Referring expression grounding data
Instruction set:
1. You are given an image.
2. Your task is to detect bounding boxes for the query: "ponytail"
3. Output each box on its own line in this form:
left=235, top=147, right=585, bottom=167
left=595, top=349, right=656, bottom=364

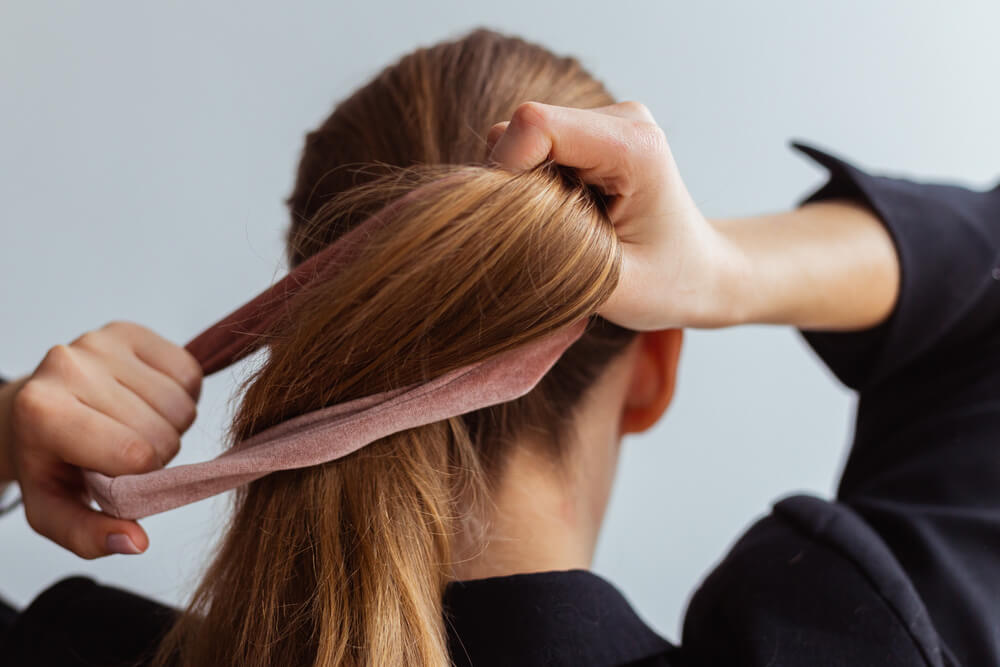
left=152, top=163, right=623, bottom=666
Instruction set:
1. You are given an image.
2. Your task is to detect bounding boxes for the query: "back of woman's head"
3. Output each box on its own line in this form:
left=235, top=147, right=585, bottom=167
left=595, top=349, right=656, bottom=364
left=152, top=27, right=638, bottom=667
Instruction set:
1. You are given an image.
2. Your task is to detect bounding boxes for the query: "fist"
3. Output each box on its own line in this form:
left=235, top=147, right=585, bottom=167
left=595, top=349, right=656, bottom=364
left=4, top=321, right=202, bottom=558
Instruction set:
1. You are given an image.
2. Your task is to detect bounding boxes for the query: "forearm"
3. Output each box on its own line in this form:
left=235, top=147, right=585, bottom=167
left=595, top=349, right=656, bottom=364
left=712, top=199, right=901, bottom=331
left=0, top=376, right=27, bottom=484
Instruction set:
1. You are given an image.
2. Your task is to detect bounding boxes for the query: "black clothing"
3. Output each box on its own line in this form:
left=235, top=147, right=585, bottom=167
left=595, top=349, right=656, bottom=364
left=2, top=142, right=999, bottom=666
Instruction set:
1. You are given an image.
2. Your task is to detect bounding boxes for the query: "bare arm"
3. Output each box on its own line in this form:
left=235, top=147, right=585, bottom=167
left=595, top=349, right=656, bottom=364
left=710, top=198, right=901, bottom=331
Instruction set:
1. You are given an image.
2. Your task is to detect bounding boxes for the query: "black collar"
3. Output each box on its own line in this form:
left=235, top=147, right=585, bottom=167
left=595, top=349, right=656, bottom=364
left=443, top=569, right=675, bottom=666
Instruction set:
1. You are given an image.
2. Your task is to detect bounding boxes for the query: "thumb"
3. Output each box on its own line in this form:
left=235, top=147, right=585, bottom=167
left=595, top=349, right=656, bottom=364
left=23, top=485, right=149, bottom=559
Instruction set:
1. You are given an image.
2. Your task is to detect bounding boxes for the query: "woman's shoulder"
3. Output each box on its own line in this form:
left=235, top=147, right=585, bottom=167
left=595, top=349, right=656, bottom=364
left=1, top=575, right=177, bottom=667
left=681, top=494, right=954, bottom=666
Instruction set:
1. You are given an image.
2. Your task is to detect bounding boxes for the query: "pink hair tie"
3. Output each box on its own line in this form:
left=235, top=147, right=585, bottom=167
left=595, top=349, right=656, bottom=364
left=82, top=190, right=588, bottom=520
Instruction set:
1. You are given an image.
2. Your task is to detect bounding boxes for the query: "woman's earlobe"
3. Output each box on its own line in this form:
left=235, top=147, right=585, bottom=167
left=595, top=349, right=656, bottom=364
left=619, top=329, right=683, bottom=435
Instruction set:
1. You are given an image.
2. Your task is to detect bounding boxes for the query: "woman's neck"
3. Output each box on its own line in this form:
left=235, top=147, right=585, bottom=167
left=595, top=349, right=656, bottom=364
left=451, top=428, right=624, bottom=582
left=450, top=341, right=636, bottom=582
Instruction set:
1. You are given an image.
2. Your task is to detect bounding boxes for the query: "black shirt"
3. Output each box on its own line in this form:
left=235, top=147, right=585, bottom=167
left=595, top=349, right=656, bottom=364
left=2, top=142, right=999, bottom=667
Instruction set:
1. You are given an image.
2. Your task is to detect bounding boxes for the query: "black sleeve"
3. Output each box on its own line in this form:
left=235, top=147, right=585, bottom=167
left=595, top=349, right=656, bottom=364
left=792, top=142, right=1000, bottom=666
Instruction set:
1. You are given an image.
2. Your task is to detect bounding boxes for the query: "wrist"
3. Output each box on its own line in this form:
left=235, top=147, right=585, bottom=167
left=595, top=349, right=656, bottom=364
left=709, top=211, right=807, bottom=328
left=0, top=376, right=28, bottom=483
left=687, top=219, right=757, bottom=329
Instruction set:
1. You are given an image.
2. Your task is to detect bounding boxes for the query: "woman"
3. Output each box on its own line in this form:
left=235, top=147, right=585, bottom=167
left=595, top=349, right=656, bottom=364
left=1, top=26, right=998, bottom=667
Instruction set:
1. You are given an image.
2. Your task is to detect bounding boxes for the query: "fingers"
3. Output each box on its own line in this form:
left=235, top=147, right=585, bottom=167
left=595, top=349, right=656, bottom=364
left=74, top=326, right=198, bottom=435
left=74, top=346, right=195, bottom=467
left=13, top=320, right=203, bottom=477
left=485, top=100, right=669, bottom=201
left=22, top=475, right=148, bottom=559
left=8, top=320, right=200, bottom=559
left=101, top=321, right=203, bottom=402
left=60, top=322, right=201, bottom=468
left=485, top=101, right=655, bottom=156
left=110, top=353, right=198, bottom=439
left=74, top=376, right=181, bottom=470
left=12, top=380, right=163, bottom=476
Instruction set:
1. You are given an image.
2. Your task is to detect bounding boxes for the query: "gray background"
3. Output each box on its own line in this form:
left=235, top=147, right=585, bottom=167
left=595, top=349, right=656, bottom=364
left=2, top=0, right=998, bottom=643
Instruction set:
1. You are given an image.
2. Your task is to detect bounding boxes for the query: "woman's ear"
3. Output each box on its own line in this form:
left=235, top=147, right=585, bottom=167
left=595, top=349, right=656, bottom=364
left=619, top=329, right=683, bottom=436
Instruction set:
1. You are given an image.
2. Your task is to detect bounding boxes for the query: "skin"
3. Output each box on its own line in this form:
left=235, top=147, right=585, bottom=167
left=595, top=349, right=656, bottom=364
left=0, top=101, right=900, bottom=571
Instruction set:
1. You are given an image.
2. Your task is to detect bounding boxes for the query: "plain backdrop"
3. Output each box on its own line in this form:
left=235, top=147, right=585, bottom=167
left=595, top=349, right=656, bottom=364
left=2, top=0, right=998, bottom=643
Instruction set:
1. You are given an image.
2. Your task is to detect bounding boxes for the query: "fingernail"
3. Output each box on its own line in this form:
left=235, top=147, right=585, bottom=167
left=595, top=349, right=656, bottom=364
left=106, top=533, right=142, bottom=555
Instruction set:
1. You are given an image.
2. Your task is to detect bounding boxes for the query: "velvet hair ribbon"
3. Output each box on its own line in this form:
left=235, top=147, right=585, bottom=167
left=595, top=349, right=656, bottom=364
left=82, top=186, right=589, bottom=520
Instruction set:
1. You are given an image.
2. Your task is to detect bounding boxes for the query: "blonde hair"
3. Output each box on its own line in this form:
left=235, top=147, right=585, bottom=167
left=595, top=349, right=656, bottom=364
left=151, top=27, right=638, bottom=666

▶ [Work instructions]: Copy out all the data above exactly, pictures excluded.

▶ [Result for this task]:
Instruction set:
1. You are given an image.
2. Your task is to detect bounding boxes for the query: "ponytail"
3. Output each box on its own line in this form:
left=235, top=147, right=585, bottom=167
left=595, top=349, right=656, bottom=364

left=152, top=163, right=623, bottom=666
Instruction set:
1. You are given an image.
2. Your task is to detect bounding boxes for the query: "back of woman's head"
3. Output each box on its own line in this form:
left=235, top=147, right=585, bottom=167
left=595, top=349, right=656, bottom=364
left=152, top=27, right=638, bottom=667
Instruction set:
1. You are given an image.
2. Your task is to detect bounding boxes for the query: "fist"
3. Output each box on its own line in this form:
left=235, top=147, right=585, bottom=167
left=595, top=349, right=656, bottom=364
left=4, top=321, right=202, bottom=558
Instruction set:
1. You are given an image.
2. Your task is to detect bounding boxes for the query: "forearm"
3. Output each box on its own line in this form:
left=235, top=147, right=585, bottom=167
left=595, top=349, right=656, bottom=364
left=712, top=199, right=901, bottom=331
left=0, top=376, right=27, bottom=484
Instruction set:
1. You are given an image.
2. Your task is to detect bounding boxes for the query: "black clothing"
3. Output each box on its own line in this form:
left=235, top=147, right=585, bottom=167
left=595, top=349, right=656, bottom=364
left=2, top=142, right=999, bottom=666
Instruction set:
1. You are given an image.
2. Your task is to detect bounding boxes for the query: "bare arm"
3. Output each box on its own line in this form:
left=235, top=147, right=585, bottom=167
left=595, top=349, right=656, bottom=364
left=710, top=198, right=901, bottom=331
Instruction set:
1. You are given an image.
2. Your task is to detect bounding boxes for the query: "black collar"
3. Output each box on its own line in this form:
left=235, top=147, right=585, bottom=167
left=595, top=349, right=656, bottom=364
left=443, top=569, right=675, bottom=666
Instruction set:
1. You are given an image.
2. Your task is to detect bounding boxes for the query: "thumb"
3. Output each box on its own line in this form:
left=235, top=147, right=585, bottom=167
left=595, top=349, right=656, bottom=364
left=23, top=485, right=149, bottom=559
Instruction set:
1. You are given an image.
2. Your task is to detect bounding boxes for the query: "woman's shoulder"
3. Output each box on its own line in this form:
left=235, top=147, right=585, bottom=167
left=595, top=349, right=656, bottom=364
left=1, top=575, right=177, bottom=667
left=681, top=494, right=954, bottom=666
Instruction set:
1. You are given an image.
2. Your task is to detect bounding boxes for the query: "pink hair tie"
3. Output each box on its own line in this form:
left=235, top=147, right=585, bottom=167
left=595, top=349, right=656, bottom=364
left=82, top=190, right=588, bottom=520
Instruction set:
1. You are given an image.
2. Your task is to detect bounding boxes for the query: "woman's earlobe"
3. Output each box on its own line in this form:
left=235, top=147, right=585, bottom=167
left=595, top=349, right=656, bottom=364
left=619, top=329, right=683, bottom=435
Instruction set:
1. You are given an image.
2. Your task is to detect bounding boxes for the query: "woman's neck"
3. Output each box on its own line in this form:
left=235, top=147, right=585, bottom=167
left=595, top=349, right=656, bottom=364
left=451, top=428, right=624, bottom=582
left=450, top=341, right=636, bottom=582
Instruction set:
1. You are given an image.
2. Your task is to detect bounding boxes for the query: "black shirt"
3. Output each box on its own line in this form:
left=235, top=147, right=585, bottom=167
left=595, top=349, right=656, bottom=364
left=2, top=142, right=999, bottom=667
Instruction set:
1. You are given an image.
2. Your task is to detect bounding boxes for the query: "black sleeve"
3. Output each box on its own line in this form:
left=235, top=147, right=585, bottom=167
left=595, top=349, right=656, bottom=364
left=792, top=142, right=1000, bottom=666
Instruction set:
1. You are given an image.
2. Your task is to detect bounding boxes for the query: "wrist"
3. Output each box on its own line in this form:
left=235, top=147, right=585, bottom=167
left=595, top=349, right=656, bottom=364
left=709, top=211, right=807, bottom=328
left=0, top=376, right=28, bottom=483
left=687, top=219, right=757, bottom=329
Instruction set:
1. You are given an image.
2. Your task is to detect bounding boxes for the query: "woman"
3. Output each box on its own line in this form:
left=235, top=147, right=585, bottom=167
left=595, top=349, right=656, bottom=364
left=1, top=26, right=998, bottom=667
Instruction set:
1. You are given an image.
2. Your task is to detect bounding boxes for the query: "fingers"
3. Output each box on its own line in this form:
left=235, top=147, right=585, bottom=167
left=595, top=349, right=656, bottom=364
left=74, top=326, right=198, bottom=435
left=74, top=346, right=195, bottom=467
left=13, top=320, right=203, bottom=477
left=485, top=100, right=669, bottom=201
left=22, top=475, right=148, bottom=559
left=8, top=320, right=200, bottom=559
left=101, top=321, right=203, bottom=402
left=60, top=322, right=201, bottom=468
left=485, top=101, right=655, bottom=156
left=110, top=353, right=198, bottom=439
left=74, top=376, right=181, bottom=470
left=12, top=380, right=163, bottom=476
Instruction set:
1. You are given an image.
2. Your task is to detect bounding boxes for the query: "gray background"
3. Output each box on its own line in this form:
left=235, top=147, right=585, bottom=167
left=595, top=349, right=656, bottom=364
left=2, top=0, right=998, bottom=643
Instruction set:
1. You are given an image.
2. Your task is to detect bounding boxes for the query: "woman's ear"
3. Output each box on its own line in this form:
left=235, top=147, right=585, bottom=167
left=595, top=349, right=656, bottom=364
left=619, top=329, right=683, bottom=436
Instruction set:
1. You are given an image.
2. Your task is to detect bounding boxes for the query: "skin"
3. Output each box on its own line in this form:
left=235, top=147, right=585, bottom=167
left=595, top=349, right=656, bottom=364
left=0, top=101, right=900, bottom=571
Instruction set:
1. You are given an image.
2. Your task is to detect bounding boxes for the query: "plain backdrop"
3. Output each box on its own line in this form:
left=235, top=147, right=585, bottom=167
left=595, top=349, right=656, bottom=364
left=2, top=0, right=998, bottom=643
Instruction set:
1. You are given an image.
2. Your task is to detect bounding boxes for the query: "fingernail"
3. Output each box on its own line in this form:
left=235, top=147, right=585, bottom=167
left=595, top=349, right=656, bottom=364
left=106, top=533, right=142, bottom=555
Instruction set:
1. You are given an image.
2. Your task is to detect bounding boxes for the query: "velvet hair ribbon"
3. Output each box on its own line in this form:
left=235, top=147, right=585, bottom=167
left=595, top=349, right=656, bottom=364
left=82, top=186, right=589, bottom=520
Instruction set:
1. You are given an image.
2. Your task is to detect bounding boxes for the query: "blonde hair"
3. Output each box on its own line in this form:
left=235, top=147, right=585, bottom=167
left=595, top=349, right=656, bottom=364
left=151, top=27, right=638, bottom=666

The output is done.